** Passage provided **
• • • •

As of 2024, there are already many ways to integrate physics with data:
In this lecture we will discuss one basic physics-informed NN
For unknown function $u$ with coordinates $z$, $$ \begin{align} \cF[u] &= f(z)\quad z\in\Omega \\ \cB[u] &= b(z)\quad z\in\partial\Omega \end{align} $$ where Eq. (1) is the differential equation and Eq. (2) are the boundary/initial conditions.
On domain $\Omega=[0,1]\times [0,1]$, coordinates $z=[x,y]$ $$ \begin{align*} u_{xx}-u_{yyyy} &= (2-x^2)\exp(-y) \\ u_{yy}(x,0)=x^2,&\ u_{yy}(x,1)=x^2/e \\ u(x,0)=x^2,&\ u(x,1)=x^2/e \\ u(0,y)=0,&\ u(1,y)=\exp(-y) \end{align*} $$
The solution is $$ u(x,y)=x^2\exp(-y) $$
Denote a neural network $\tilde{u}(z;\theta)$, where $z$ is input/coordinate, and $\theta$ is model parameter.
A learning framework can give us
# Note the nested gradients
def gradients(u, x, order=1):
if order == 1:
return torch.autograd.grad(
u, x, grad_outputs=torch.ones_like(u),
create_graph=True, only_inputs=True)[0]
else:
return gradients(gradients(u, x), x, order=order - 1)

• • • •

** Stored data **
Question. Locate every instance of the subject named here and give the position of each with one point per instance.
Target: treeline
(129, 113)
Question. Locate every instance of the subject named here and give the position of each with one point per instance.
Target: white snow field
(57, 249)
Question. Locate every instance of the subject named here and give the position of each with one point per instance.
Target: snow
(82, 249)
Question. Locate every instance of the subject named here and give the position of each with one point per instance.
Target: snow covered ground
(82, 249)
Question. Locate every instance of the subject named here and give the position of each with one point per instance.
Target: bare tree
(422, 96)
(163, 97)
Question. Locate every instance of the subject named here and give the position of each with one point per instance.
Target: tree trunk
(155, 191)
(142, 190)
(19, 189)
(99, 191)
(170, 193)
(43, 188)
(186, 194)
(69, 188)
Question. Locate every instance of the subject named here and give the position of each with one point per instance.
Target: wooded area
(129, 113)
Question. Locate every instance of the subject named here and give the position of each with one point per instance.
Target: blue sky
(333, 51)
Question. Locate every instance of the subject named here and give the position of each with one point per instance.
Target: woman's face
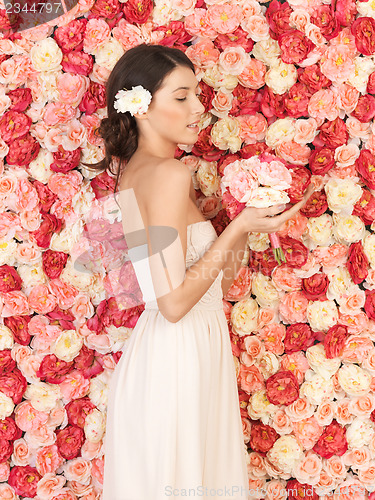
(175, 108)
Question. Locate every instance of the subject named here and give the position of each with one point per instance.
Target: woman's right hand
(266, 220)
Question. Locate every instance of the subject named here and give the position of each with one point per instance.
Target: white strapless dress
(173, 418)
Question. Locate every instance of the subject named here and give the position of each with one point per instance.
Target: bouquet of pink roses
(259, 181)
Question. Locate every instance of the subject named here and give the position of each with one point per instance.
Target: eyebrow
(185, 88)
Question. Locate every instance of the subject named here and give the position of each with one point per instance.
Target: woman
(173, 418)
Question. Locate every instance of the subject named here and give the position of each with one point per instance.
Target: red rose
(282, 388)
(254, 150)
(69, 441)
(10, 280)
(332, 441)
(21, 99)
(24, 480)
(14, 125)
(297, 337)
(77, 62)
(357, 263)
(107, 9)
(363, 30)
(244, 101)
(13, 385)
(23, 150)
(272, 104)
(365, 207)
(315, 287)
(365, 165)
(321, 160)
(54, 263)
(50, 225)
(370, 303)
(316, 205)
(262, 437)
(9, 429)
(345, 12)
(87, 363)
(334, 133)
(325, 19)
(313, 78)
(296, 254)
(204, 146)
(334, 341)
(77, 411)
(137, 11)
(296, 490)
(71, 36)
(365, 109)
(19, 327)
(296, 100)
(7, 363)
(239, 37)
(53, 370)
(277, 15)
(300, 180)
(263, 262)
(294, 46)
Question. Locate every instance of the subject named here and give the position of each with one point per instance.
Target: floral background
(295, 79)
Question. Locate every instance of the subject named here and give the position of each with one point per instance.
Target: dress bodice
(200, 236)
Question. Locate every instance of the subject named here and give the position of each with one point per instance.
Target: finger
(269, 211)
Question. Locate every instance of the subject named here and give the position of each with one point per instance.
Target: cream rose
(67, 345)
(342, 195)
(354, 380)
(322, 315)
(264, 290)
(244, 316)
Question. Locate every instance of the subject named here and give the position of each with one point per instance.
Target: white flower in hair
(135, 100)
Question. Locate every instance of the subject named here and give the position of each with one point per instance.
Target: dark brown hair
(145, 65)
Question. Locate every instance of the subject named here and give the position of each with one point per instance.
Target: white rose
(354, 380)
(281, 77)
(99, 387)
(67, 345)
(225, 134)
(31, 275)
(285, 453)
(358, 78)
(369, 247)
(340, 283)
(94, 426)
(342, 195)
(109, 53)
(6, 406)
(316, 389)
(244, 316)
(359, 433)
(319, 231)
(207, 177)
(264, 290)
(217, 79)
(43, 396)
(348, 229)
(268, 364)
(267, 51)
(6, 338)
(322, 315)
(279, 131)
(46, 55)
(318, 361)
(40, 167)
(260, 408)
(258, 242)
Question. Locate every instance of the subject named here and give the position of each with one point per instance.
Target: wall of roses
(295, 79)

• • • •

** Stated task 1 **
Set down the lecture excerpt on physics-informed networks above from "As of 2024, there" to "the boundary/initial conditions.", keeping every character unchanged.
** Stated task 2 **
Please list each line of the records above that contains the word "dress".

** Complete output 1 **
As of 2024, there are already many ways to integrate physics with data:
In this lecture we will discuss one basic physics-informed NN
For unknown function $u$ with coordinates $z$, $$ \begin{align} \cF[u] &= f(z)\quad z\in\Omega \\ \cB[u] &= b(z)\quad z\in\partial\Omega \end{align} $$ where Eq. (1) is the differential equation and Eq. (2) are the boundary/initial conditions.

** Complete output 2 **
Target: white strapless dress
Target: dress bodice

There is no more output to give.